■ Exercise brief:
Render the listing below as a Markdown table with the columns Row and Content, giving each line its own numbered row and leaving out blank lines.

· · ·

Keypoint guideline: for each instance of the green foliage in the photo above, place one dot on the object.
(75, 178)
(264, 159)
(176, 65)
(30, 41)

· · ·

■ Solution:
| Row | Content |
|---|---|
| 1 | Keypoint guideline: for each instance of the green foliage in the photo above, place one dot on the object. |
| 2 | (75, 178) |
| 3 | (264, 159) |
| 4 | (176, 65) |
| 5 | (30, 41) |